WRITTEN EXERCISE:
Reproduce every one of the lines below word for word, and leave the pictures out.

GIVEN DATA:
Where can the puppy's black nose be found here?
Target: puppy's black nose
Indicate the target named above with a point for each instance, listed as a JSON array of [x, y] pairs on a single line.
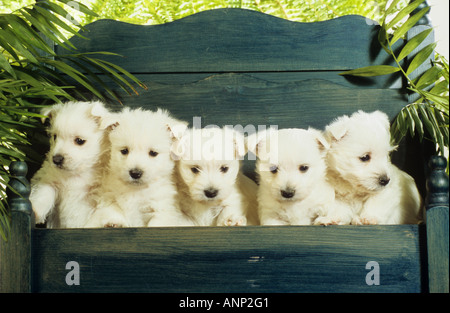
[[136, 173], [288, 193], [58, 159], [211, 193], [384, 180]]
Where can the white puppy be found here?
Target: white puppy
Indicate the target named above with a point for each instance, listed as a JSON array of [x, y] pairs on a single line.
[[211, 189], [60, 189], [137, 187], [369, 188], [291, 167]]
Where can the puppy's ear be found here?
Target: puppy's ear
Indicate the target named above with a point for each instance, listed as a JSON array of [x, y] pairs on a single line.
[[337, 129], [48, 113], [103, 117], [323, 144]]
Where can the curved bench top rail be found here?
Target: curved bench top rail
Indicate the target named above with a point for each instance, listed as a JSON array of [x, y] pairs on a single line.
[[236, 40]]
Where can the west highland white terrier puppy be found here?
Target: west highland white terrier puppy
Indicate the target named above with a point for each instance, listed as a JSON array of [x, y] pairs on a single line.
[[211, 189], [293, 189], [60, 189], [137, 188], [369, 188]]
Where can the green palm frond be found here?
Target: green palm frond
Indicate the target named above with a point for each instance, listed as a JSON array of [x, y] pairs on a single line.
[[33, 75], [428, 116]]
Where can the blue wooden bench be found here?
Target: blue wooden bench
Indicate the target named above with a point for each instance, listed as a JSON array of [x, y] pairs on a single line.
[[230, 67]]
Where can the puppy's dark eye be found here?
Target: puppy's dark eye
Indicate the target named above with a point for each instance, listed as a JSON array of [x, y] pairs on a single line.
[[303, 168], [273, 169], [365, 158], [79, 141]]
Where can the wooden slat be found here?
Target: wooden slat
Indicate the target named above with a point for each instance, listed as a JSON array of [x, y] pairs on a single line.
[[221, 259], [236, 40], [262, 99]]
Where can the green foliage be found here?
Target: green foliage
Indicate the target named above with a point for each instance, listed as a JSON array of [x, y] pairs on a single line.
[[151, 12], [428, 115], [33, 75]]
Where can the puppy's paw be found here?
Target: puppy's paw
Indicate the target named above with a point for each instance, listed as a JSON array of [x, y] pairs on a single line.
[[328, 220], [113, 225], [232, 221], [364, 220]]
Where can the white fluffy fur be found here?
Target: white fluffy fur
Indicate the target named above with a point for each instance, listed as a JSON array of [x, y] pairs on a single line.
[[60, 191], [209, 162], [291, 161], [139, 142], [358, 160]]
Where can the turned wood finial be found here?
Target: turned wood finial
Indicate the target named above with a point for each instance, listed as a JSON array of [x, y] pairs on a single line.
[[19, 192], [437, 183]]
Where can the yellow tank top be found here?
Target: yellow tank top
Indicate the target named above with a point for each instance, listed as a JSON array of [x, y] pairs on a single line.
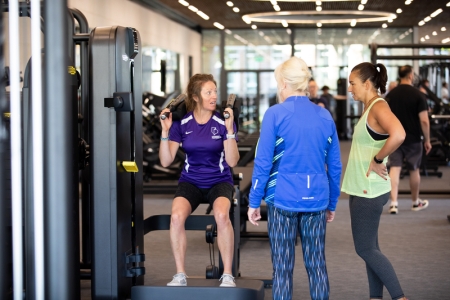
[[362, 151]]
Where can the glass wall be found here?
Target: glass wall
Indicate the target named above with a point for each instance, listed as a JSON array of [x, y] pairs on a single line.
[[155, 63], [331, 53]]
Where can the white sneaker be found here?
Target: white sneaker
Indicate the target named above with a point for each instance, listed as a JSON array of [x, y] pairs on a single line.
[[393, 209], [178, 280], [422, 205], [227, 281]]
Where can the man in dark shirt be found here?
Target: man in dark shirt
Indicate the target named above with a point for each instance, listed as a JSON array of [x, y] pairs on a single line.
[[410, 107], [313, 89]]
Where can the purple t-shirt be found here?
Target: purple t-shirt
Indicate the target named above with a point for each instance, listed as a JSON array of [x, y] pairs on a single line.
[[205, 164]]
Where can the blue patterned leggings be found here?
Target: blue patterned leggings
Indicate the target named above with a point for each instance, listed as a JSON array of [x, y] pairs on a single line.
[[283, 226]]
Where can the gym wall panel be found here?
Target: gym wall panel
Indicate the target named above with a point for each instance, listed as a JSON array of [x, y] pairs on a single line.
[[154, 29]]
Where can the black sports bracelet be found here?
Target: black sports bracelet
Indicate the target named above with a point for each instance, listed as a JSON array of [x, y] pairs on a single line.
[[376, 160]]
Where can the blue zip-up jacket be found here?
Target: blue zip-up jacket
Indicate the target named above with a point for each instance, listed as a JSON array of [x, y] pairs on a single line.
[[297, 163]]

FINAL ANSWER:
Where can the puppy's black nose be found here?
Target: puppy's black nose
Indicate the target named above with a point for each instance, listed as a JSON array of [x, y] pairs on a single line.
[[136, 173], [288, 193], [58, 159], [211, 193], [384, 180]]
Where can the white puppy be found here?
Target: white puppy
Indicate the target named above with a point for each instance, listed as a JSON array of [x, y] pairs on a single line.
[[211, 189], [60, 189], [137, 187], [369, 188], [291, 167]]
Where can the puppy's ear be found here?
Target: puppy's ear
Indicate the target named above with a point for each instance, listed as a JSON array of [x, y] pairs on a single line.
[[337, 129], [48, 113], [103, 117], [323, 144]]
Where can the curved bench top rail be found here?
Target: curved bench top rail
Indicate the target named above with a point for each instance, listed as a JSON array of [x, y] pairs on a single line.
[[236, 40]]
Where can the west highland white terrier puppy be found here?
Target: west highland white terrier puppy
Indicate the target named above with a point for each instance, listed as a JSON array of [x, y] pairs on a single line.
[[211, 189], [293, 189], [60, 189], [137, 188], [369, 188]]
Where can the green palm frond be found here?
Target: green palm frond
Indicate the target named above with a point for each instance, listed as a JSON array of [x, y] pairs on a single line.
[[33, 75], [428, 116]]
Where can the blue wooden bench be found here?
Target: blue wooden bench
Indicate the target named above with a point for each instance, listed as a JSON array of [x, y] pairs on a single line.
[[230, 67]]
Where can the puppy's dark eye be found here?
Target: puppy's dark eye
Indicate the target named above with a point for each instance, listed as a JSON array of [x, y] pairs on a single line.
[[303, 168], [273, 169], [365, 158], [79, 141]]
Where can the wooden slat be found here?
Target: wooden slat
Indicate the target named above with a point for each instance, listed as a JSON array of [x, y] pairs on a single line.
[[221, 259], [236, 40], [262, 99]]
Where can the green foliage be found here?
Target: green foliage
Indicate the target named above with a point for each instance, listed as a JSON array of [x, y] pairs on a single line.
[[151, 12], [428, 115], [33, 75]]
Where can the puppy's paw be found here?
Target: puppy's paw
Indicate the target named above with a point for each instance, listed as a JSON array of [x, y] pairs on a single line.
[[328, 220], [113, 225], [232, 221], [364, 220]]
Where can the white fluffy fur be found here?
Target: white fluffy fur
Indicate the target named above with a point for each instance, listed as a JSON array of [x, y] pairs on a single line.
[[60, 191], [209, 162], [291, 161], [139, 142], [358, 160]]
Where can the turned wood finial be found here?
Target: turned wood finial
Indicate the target named above with a point for each instance, listed as a JSON array of [x, y] pairs on a single line.
[[19, 192], [437, 183]]
Where can the yellow tank top be found here?
Target: yellow tank top
Indicate the target named above with a point for each instance, listed as a JSON array of [x, y] pairs on a single line.
[[362, 151]]
Where can the glass wall be found here?
Target: glass wall
Indicate the target named above with a point for each instance, listed as a JSON array of [x, y] pairs on a single line.
[[155, 63], [331, 53]]
Where can the white sneaker be found here?
Target: white sneaker
Indicate the target named above with a point for each instance, listed as a JSON array of [x, y] pairs on a single line.
[[393, 209], [178, 280], [422, 205], [227, 281]]
Where can the man in dark shirt be found here?
Target: man in dark shirt
Indicate the target named above with a point for each instance, listed as a JSON array of [x, y] pairs on a single line.
[[410, 107], [313, 89]]
Where can the purple t-shirt be found here?
Target: purple t-shirt
Indicate the target named above with a point for each instance, listed as a JSON array of [x, y] pairs on a single line.
[[205, 164]]
Where can the blue patterned leggings be found here?
Target: blue patterned leggings
Indicate the target named above with a point for each instance, listed as a JSON array of [x, y] pairs on a single line.
[[283, 226]]
Where can the gym wall panel be found here?
Target: gym wall panel
Indicate the target named above with a point for each instance, listed as a JSON array of [x, y] pairs on a single line.
[[154, 29]]
Where can the black sports bracelet be found here?
Target: black sports bracelet
Indicate the target named above with a point for each instance, listed as a JSON array of [x, y] pairs on a single line.
[[376, 160]]
Where can the blue zip-up jacket be found here?
Target: blue zip-up jacket
Indicate the target named above with a point for each instance, listed as a JSON array of [x, y] pairs on a single line.
[[297, 163]]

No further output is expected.